Por André Cupone Gatti
Considerações iniciais
I
O sublime, pensado conceitualmente
desde o começo do primeiro milênio pelo filósofo Longino, provável autor de “Do
Sublime”, talvez jamais servira tão bem a uma época de renovação cultural
quanto ao período do romantismo. Repensado por muitos filósofos dos séculos
XVIII e XIX, dentre os quais destacam-se Edmund Burke, Immanuel Kant e
Friedrich Schiller, a ideia de sublime se mostrou peça importante nas investigações
acerca da natureza das emoções humanas e dos mecanismos da arte.
Longino diz que “o sublime é a
violência que desequilibra”, um choque que nos tira de nós mesmos e nos leva ao
êxtase; ele ainda enumera cinco origens do sublime, sendo duas naturais, inatas,
e três construídas, relacionadas à arte. Séculos depois, para os filósofos dos
séculos XVIII e XIX, ainda serviriam os pensamentos de Longino como base para
conceituar o sublime, agora sob a luz da Estética. Edmund Burke defende que os
infortúnios reais, ao proporcionarem dor e prazer, perigo e fascínio, levam ao
sublime, e que somente a realidade, e não a arte, pela ausência de
factualidade, é fonte desse sentimento. Immanuel Kant, por sua vez, acredita
que o sublime se dá no âmbito das ideias mediante um desacordo entre as
faculdades da razão e da imaginação: frente a uma grandeza incomensurável, a
razão pode criar, supor, articular ideias além da experiência, não obstante o
que se apreende materialmente não contemple o ilimitado, tornando finita a
experiência, impossibilitada de acompanhar a transcendência do pensamento.
Desta forma, prazer e desprazer encontram-se tencionados lado a lado no
sentimento do sublime. Friedrich Schiller, tomando Kant como seu mestre,
acentua a dependência do homem enquanto ser natural e sua independência
enquanto ser racional como as duas forças que, entrechocadas, promovem o
sublime. Apesar da concordância com o pensamento de Kant, Schiller, que era
também poeta e dramaturgo, o supera, ao eleger a arte, especificamente a arte
trágica, como uma fonte do sublime. Rejeitada até então por seu caráter
imitativo, aquém da realidade, a arte, agora, justamente por não ser o real,
excluiria os perigos e a opressão factuais e celebraria a experiência estética
como motivação segura e positiva do sublime.
O sublime, tantas vezes
reformulado, conservou todas as vezes a sua natureza dúbia ao contrapor dor e
prazer, perigo e fascínio, e encontrou no artista romântico o seu grande
ensejo. Esse artista, que procurava valorizar a subjetividade, o lirismo, a
emoção extasiada e arrebatadora, estima a estética do sublime por ela ser a via
pela qual se alcançaria a abstração, a sensibilidade e o êxtase.

_EXERCÍCIOS PROPOSTOS:_
1. Atualize os registros, reproduzindo tudo o que vai da linha que contém “Practice. Place a point on every instance of the microphone” até o final deles, com “double bass” trocado por “cello” e o restante inalterado.
2. Prossiga com o texto sobre o sublime, começando logo após a última frase apresentada.

[Trechos de conjunto de dados de anotação de localização]
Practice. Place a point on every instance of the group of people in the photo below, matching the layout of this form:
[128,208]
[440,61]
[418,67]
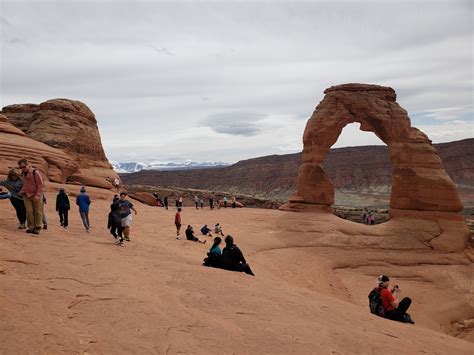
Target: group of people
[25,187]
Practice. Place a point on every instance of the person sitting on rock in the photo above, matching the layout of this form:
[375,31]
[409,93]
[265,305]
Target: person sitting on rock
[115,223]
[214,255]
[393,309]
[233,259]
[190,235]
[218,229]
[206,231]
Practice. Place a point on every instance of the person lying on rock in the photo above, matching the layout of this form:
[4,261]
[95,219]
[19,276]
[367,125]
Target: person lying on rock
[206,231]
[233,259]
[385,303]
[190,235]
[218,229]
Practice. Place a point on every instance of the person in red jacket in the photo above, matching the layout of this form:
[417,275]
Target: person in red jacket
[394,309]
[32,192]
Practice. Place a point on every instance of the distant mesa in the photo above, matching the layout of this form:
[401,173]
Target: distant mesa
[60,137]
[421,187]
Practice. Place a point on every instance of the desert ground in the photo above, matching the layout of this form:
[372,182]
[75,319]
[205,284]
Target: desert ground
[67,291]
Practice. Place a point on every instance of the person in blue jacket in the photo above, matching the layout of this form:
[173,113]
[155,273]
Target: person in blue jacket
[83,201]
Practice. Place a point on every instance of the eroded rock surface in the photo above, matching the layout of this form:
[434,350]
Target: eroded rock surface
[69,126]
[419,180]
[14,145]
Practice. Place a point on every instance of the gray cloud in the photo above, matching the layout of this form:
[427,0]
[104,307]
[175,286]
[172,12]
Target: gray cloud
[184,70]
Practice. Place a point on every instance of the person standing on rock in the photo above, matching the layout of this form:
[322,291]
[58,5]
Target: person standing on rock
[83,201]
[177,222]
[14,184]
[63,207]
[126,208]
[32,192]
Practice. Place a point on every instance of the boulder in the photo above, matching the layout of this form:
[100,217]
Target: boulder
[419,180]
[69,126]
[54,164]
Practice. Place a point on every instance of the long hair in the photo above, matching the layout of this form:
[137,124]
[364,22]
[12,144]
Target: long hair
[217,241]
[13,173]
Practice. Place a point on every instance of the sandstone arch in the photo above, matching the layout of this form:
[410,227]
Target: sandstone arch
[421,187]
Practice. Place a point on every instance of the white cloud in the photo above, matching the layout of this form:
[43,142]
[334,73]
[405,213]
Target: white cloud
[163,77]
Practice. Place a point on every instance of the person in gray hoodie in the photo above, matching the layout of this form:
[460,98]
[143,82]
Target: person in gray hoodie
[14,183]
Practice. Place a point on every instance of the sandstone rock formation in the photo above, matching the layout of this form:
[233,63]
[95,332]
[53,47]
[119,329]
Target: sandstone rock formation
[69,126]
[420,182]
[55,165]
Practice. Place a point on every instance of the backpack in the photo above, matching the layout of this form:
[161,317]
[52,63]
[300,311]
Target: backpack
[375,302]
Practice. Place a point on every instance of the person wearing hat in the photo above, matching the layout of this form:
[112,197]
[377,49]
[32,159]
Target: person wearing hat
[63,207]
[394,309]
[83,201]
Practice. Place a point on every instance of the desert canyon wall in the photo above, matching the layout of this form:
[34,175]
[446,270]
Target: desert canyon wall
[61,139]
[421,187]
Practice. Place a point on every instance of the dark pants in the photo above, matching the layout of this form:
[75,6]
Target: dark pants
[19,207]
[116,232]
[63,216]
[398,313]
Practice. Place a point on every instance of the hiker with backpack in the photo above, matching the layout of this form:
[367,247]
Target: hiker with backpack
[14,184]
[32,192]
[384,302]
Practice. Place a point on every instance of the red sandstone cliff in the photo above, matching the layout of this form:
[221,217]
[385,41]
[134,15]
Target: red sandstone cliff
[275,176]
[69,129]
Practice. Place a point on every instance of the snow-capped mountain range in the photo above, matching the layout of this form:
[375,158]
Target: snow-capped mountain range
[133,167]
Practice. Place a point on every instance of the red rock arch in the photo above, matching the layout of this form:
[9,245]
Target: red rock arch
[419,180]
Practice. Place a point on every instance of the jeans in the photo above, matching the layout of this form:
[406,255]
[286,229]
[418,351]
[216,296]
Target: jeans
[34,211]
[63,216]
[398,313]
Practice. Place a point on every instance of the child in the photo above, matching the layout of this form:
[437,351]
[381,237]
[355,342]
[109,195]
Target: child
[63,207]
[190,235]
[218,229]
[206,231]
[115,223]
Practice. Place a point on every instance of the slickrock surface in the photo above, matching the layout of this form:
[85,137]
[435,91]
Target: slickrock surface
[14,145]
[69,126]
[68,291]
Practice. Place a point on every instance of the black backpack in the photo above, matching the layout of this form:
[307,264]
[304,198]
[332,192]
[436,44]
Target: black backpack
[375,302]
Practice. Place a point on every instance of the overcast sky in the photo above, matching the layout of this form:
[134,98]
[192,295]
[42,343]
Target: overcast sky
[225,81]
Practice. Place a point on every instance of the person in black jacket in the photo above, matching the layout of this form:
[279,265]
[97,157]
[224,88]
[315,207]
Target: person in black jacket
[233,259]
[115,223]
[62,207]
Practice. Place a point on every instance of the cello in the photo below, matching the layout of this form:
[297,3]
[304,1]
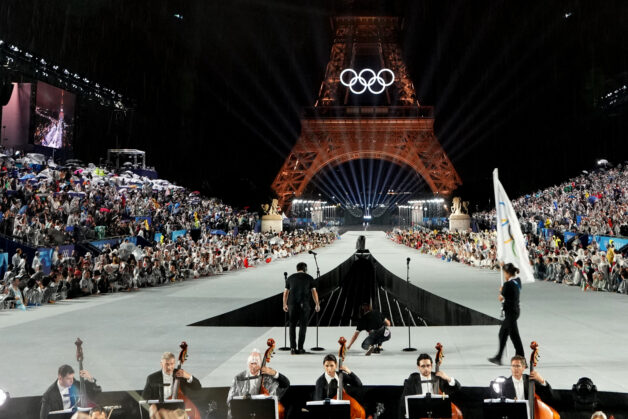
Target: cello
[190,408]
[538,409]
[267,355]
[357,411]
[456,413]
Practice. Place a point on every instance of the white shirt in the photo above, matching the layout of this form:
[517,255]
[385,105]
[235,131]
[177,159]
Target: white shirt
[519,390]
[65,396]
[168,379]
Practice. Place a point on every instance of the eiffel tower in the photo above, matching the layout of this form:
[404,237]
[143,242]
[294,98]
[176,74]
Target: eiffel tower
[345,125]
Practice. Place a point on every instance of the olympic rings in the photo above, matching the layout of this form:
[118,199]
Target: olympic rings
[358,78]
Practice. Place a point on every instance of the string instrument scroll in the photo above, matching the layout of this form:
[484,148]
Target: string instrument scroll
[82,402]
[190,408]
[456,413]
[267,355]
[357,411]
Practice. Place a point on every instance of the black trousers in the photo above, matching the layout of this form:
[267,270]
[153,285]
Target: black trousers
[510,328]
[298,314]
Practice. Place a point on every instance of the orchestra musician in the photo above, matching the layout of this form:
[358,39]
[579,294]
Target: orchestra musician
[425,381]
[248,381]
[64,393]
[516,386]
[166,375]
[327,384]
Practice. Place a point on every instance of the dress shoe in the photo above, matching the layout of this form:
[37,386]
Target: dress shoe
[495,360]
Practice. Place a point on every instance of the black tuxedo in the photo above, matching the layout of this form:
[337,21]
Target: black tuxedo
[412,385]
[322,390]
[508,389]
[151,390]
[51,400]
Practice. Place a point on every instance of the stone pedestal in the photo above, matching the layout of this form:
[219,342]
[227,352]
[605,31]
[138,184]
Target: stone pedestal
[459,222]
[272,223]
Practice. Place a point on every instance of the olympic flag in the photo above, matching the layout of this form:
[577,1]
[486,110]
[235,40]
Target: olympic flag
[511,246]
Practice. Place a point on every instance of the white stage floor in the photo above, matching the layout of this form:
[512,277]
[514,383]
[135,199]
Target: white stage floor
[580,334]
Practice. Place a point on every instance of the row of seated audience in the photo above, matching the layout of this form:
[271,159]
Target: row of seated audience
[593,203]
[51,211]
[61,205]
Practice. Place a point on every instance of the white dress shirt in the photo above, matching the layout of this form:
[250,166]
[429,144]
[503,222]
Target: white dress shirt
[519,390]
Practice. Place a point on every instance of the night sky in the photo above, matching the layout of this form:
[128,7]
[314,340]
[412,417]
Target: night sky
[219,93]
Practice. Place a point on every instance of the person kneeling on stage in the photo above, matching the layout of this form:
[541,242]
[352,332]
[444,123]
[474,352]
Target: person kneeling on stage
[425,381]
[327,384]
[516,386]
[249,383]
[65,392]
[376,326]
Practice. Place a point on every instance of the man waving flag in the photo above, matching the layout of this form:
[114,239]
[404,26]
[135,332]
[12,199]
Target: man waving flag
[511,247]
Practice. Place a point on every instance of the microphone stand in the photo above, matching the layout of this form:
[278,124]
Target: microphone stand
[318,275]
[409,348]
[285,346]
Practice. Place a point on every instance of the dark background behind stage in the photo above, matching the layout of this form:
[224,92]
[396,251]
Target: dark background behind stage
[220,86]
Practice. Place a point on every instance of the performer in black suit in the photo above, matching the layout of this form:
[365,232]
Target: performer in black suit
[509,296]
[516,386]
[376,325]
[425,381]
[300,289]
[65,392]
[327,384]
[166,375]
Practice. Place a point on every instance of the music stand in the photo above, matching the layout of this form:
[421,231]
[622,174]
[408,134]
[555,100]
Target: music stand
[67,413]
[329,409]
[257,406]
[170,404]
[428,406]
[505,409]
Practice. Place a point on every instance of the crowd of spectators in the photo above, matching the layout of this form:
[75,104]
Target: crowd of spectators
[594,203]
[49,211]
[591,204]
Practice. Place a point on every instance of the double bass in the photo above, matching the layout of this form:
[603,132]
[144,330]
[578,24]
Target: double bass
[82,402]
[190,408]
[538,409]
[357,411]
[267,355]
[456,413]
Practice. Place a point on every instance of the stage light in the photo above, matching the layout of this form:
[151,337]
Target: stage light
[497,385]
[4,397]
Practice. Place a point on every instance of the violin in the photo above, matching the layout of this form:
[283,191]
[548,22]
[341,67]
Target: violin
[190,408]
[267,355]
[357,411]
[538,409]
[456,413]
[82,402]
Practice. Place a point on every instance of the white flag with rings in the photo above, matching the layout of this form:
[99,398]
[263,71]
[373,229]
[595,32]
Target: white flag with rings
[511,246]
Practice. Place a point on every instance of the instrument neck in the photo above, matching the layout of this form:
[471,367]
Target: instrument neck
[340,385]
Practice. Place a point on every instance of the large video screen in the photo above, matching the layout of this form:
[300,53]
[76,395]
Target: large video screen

_EXERCÍCIOS RESOLVIDOS:_
1.
Practice. Place a point on every instance of the microphone stand in the photo above, matching the layout of this form:
[278,124]
Target: microphone stand
[318,275]
[409,348]
[285,346]
Practice. Place a point on every instance of the dark background behind stage in the photo above, matching the layout of this form:
[224,92]
[396,251]
Target: dark background behind stage
[220,86]
Practice. Place a point on every instance of the performer in black suit in the photo above, matching the layout of this form:
[365,232]
Target: performer in black suit
[509,296]
[516,386]
[376,325]
[425,381]
[300,289]
[65,392]
[327,384]
[166,375]
Practice. Place a point on every instance of the music stand in the photo above, matching the layout of this form:
[421,231]
[622,174]
[408,134]
[555,100]
Target: music stand
[67,413]
[329,409]
[257,406]
[170,404]
[428,406]
[505,409]
Practice. Place a point on every instance of the crowd of spectators in the photo above, matching the layout of this form:
[75,104]
Target: crowd of spectators
[594,203]
[49,211]
[591,204]
Practice. Place a point on every instance of the cello in the photo above, matching the layout of this form:
[603,132]
[144,330]
[578,24]
Target: cello
[82,402]
[190,408]
[538,409]
[357,411]
[267,355]
[456,413]
Practice. Place a point on every instance of the stage light in the photo above, matching the layout of this form:
[151,337]
Target: stage light
[497,385]
[4,397]
Practice. Place a point on every instance of the violin in the photo above, matching the layout of this form:
[283,191]
[548,22]
[341,67]
Target: violin
[190,408]
[267,355]
[357,411]
[538,409]
[456,413]
[82,402]
Practice. Place a point on every instance of the white flag with rings in the photo above, matching the layout of this form:
[99,398]
[263,71]
[373,229]
[595,32]
Target: white flag with rings
[511,246]
Practice. Place a point on every instance of the instrument neck in the photo above, matching the layout of this form:
[471,367]
Target: instrument neck
[340,385]
Practice. Place a point on every instance of the large video screen in the photo above, matching the layout of this form:
[300,53]
[76,395]
Target: large video screen

2.
II
O pintor alemão Caspar David
Friedrich é, nas artes plásticas, o nome mais paradigmático quando se fala da
representação do sublime. Responsável por alçar a inferiorizada pintura
paisagística à posição e importância das pinturas históricas e religiosas,
Friedrich foi admirado sobretudo posteriormente ao período romântico, quando já
não havia tão claramente uma hierarquia entre os gêneros da pintura e
abandonava-se a fácil rotulação de “místico” à persona artística do pintor.
Suas pinturas, ambicionando traduzir uma transcendência a partir da natureza,
ameaçavam o lugar até então ocupado pelas pinturas alegórico-religiosas e
coincidiam com a arte romântica na medida em que nasciam da apreensão subjetiva
do mundo a fim de alcançar o espectador com o ímpeto do sublime. A partir do
século XX, a obra de Friedrich foi revista sob a luz de seu projeto
estético-filosófico, ganhando relevância e tornando-se ícone do espírito
romântico em muitos aspectos; sua influência sobre posteriores artistas também
foi reconsiderada, recebendo, por parte de críticos como Robert Rosenblum, o
mérito de ter fundado um dos dois percursos da pintura moderna.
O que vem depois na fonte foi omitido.